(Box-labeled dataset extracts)
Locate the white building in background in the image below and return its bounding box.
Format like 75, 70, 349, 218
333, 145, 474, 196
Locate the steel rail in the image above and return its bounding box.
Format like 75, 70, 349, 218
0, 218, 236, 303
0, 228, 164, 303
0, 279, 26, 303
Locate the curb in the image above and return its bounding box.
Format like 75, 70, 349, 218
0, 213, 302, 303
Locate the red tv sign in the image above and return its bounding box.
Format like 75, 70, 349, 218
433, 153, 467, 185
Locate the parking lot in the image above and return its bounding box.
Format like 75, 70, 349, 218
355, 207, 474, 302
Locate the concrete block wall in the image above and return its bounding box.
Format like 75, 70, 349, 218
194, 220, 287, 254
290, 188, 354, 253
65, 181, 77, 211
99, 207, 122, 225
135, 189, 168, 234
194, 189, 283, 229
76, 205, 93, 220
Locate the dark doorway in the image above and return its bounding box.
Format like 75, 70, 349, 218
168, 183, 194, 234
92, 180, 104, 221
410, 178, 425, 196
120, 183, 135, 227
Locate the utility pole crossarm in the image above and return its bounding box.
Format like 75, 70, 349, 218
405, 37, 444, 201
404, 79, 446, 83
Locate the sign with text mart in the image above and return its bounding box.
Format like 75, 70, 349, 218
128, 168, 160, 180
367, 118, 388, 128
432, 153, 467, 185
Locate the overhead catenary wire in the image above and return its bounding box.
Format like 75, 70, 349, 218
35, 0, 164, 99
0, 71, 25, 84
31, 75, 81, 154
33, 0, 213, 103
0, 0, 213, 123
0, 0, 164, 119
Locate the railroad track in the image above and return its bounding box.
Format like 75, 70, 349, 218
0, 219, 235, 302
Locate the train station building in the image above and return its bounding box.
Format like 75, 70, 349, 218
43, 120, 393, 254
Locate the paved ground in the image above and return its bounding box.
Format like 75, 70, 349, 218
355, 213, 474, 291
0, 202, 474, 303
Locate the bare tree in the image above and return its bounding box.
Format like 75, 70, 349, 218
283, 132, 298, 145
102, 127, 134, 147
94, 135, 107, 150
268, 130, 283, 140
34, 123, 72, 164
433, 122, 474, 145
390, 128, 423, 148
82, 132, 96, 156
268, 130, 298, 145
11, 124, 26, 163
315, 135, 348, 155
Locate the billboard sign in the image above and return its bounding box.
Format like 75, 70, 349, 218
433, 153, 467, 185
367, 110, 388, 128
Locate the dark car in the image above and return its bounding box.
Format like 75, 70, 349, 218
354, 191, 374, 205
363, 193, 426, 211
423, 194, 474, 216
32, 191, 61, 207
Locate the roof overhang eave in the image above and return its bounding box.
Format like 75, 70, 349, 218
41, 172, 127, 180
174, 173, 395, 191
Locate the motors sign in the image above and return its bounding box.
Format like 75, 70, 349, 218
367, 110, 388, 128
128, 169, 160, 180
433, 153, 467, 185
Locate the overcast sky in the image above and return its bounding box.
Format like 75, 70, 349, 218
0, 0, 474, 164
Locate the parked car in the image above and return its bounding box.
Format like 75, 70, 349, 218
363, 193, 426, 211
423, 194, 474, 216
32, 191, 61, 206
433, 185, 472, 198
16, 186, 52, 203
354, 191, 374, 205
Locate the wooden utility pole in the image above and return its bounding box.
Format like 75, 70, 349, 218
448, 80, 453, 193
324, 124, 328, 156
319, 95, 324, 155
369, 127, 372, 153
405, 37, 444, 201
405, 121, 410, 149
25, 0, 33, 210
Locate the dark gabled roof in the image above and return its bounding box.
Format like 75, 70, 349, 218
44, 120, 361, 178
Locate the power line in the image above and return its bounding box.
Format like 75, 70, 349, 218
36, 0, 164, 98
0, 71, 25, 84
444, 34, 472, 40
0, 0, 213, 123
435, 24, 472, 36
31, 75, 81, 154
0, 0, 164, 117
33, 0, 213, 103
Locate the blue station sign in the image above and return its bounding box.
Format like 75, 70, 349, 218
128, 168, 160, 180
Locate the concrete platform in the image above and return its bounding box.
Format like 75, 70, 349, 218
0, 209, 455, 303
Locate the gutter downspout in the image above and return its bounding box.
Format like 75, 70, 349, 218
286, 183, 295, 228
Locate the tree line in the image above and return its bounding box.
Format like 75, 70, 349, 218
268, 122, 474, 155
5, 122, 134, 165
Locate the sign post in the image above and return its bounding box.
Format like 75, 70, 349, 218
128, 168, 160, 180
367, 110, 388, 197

» **Task description**
Revise the records by changing every "Locate" to "Find" and leaving everything else untouched.

» **Solution to this exercise**
Find the white building in background in the image below and return its bounding box.
Format like 75, 70, 349, 218
333, 145, 474, 196
Find the steel rail in the image above and return its bounding box.
Format like 75, 70, 349, 218
0, 218, 236, 303
0, 228, 164, 303
0, 279, 26, 303
Find the curb in the image above and return its bounding box.
Format like 75, 70, 349, 218
0, 213, 302, 303
Find the red tv sign in the image above and return its bounding box.
Format like 75, 70, 349, 218
433, 153, 467, 185
Find the parking lot in the image above and return its bounding box.
Format like 75, 70, 349, 218
355, 207, 474, 302
Find the concrete block wall in the image above and return its bounding box.
Format like 75, 70, 349, 218
194, 220, 287, 254
290, 188, 354, 253
65, 181, 77, 211
99, 207, 122, 225
135, 189, 168, 234
194, 189, 283, 229
76, 205, 93, 220
Find the dark doorway in the image above and return its bounding box.
Format like 75, 70, 349, 218
168, 183, 194, 234
92, 180, 104, 221
410, 178, 425, 196
120, 183, 135, 227
Find the utility pole crossarm in the image above and return its bounding box.
Format like 75, 70, 349, 218
405, 37, 444, 201
404, 79, 446, 83
Find the sign with text mart in the image above and return its bounding box.
Format like 75, 70, 349, 218
128, 168, 160, 180
367, 118, 388, 128
432, 153, 467, 185
Find the overhead catenary wire in the image above and return its bounding box.
Format like 75, 70, 349, 218
35, 0, 164, 99
0, 71, 25, 84
31, 75, 81, 154
33, 0, 213, 103
0, 0, 213, 123
0, 0, 164, 119
Find the railroad track in the image above and return its bounding box.
Format like 75, 70, 349, 218
0, 219, 235, 302
Find the train station building in the image above and return its bounding box.
Format like 75, 70, 349, 218
43, 120, 393, 254
Find the paved ground in the image above and return its bounding box.
Format like 75, 70, 349, 218
355, 213, 474, 291
0, 202, 474, 303
Find the bare tree in the image above and return its bounding box.
Format like 75, 70, 349, 218
283, 132, 298, 145
102, 127, 134, 147
94, 135, 107, 150
268, 130, 283, 140
34, 123, 72, 164
433, 122, 474, 145
390, 128, 423, 148
82, 132, 96, 156
268, 130, 298, 145
11, 124, 26, 163
315, 135, 348, 155
Find the billboard sign in the image above and return its bounding box.
Format like 75, 70, 349, 218
433, 153, 467, 185
367, 110, 388, 128
Find the dark car in the image above and return its bounding box.
Format like 75, 70, 349, 218
354, 191, 374, 205
363, 193, 426, 211
423, 194, 474, 216
32, 191, 61, 207
Find the roof overhang eave in the image above and return its bounding box.
Format like 75, 70, 349, 218
41, 172, 127, 180
174, 173, 395, 191
Find the motors sign in the image above and return its bounding box.
Format like 75, 70, 349, 218
367, 110, 388, 128
128, 169, 160, 180
433, 153, 467, 185
Find the overcast sky in the image above and return its bounding box.
Format like 75, 70, 349, 218
0, 0, 474, 164
Find the parked car in the image above and return its bounding box.
Format like 75, 70, 349, 218
363, 193, 426, 211
423, 194, 474, 216
32, 191, 61, 206
433, 185, 472, 198
16, 186, 52, 203
354, 191, 374, 205
Find the wooden utility pole in the image above and return its bounding box.
Format like 75, 70, 349, 218
448, 80, 453, 193
324, 124, 328, 156
319, 95, 324, 155
369, 127, 372, 153
405, 37, 444, 201
405, 121, 410, 149
25, 0, 33, 210
Find the dark gabled roof in the image above and return its bounding box.
Format like 75, 70, 349, 218
44, 120, 361, 178
Find the power line in the image above and return its bounding box.
Format like 75, 70, 349, 218
36, 0, 164, 98
0, 71, 25, 84
444, 34, 472, 40
0, 0, 213, 123
435, 24, 472, 36
31, 75, 81, 154
0, 0, 164, 117
33, 0, 213, 103
Find the blue station sign in the image above and return its bounding box.
Format like 75, 70, 349, 218
128, 168, 160, 180
Find the concrete platform in the image above and return its bounding box.
Format like 75, 70, 349, 218
0, 209, 455, 303
Find the gutter downspout in the image above and return its bounding box.
Format like 75, 70, 349, 218
286, 183, 295, 228
Find the tree line in the image above and return its bounding box.
Format like 75, 70, 349, 218
268, 122, 474, 155
5, 122, 134, 165
Find the sign post in the image above and return its bounding box.
Format like 75, 70, 349, 218
128, 168, 160, 180
367, 110, 388, 197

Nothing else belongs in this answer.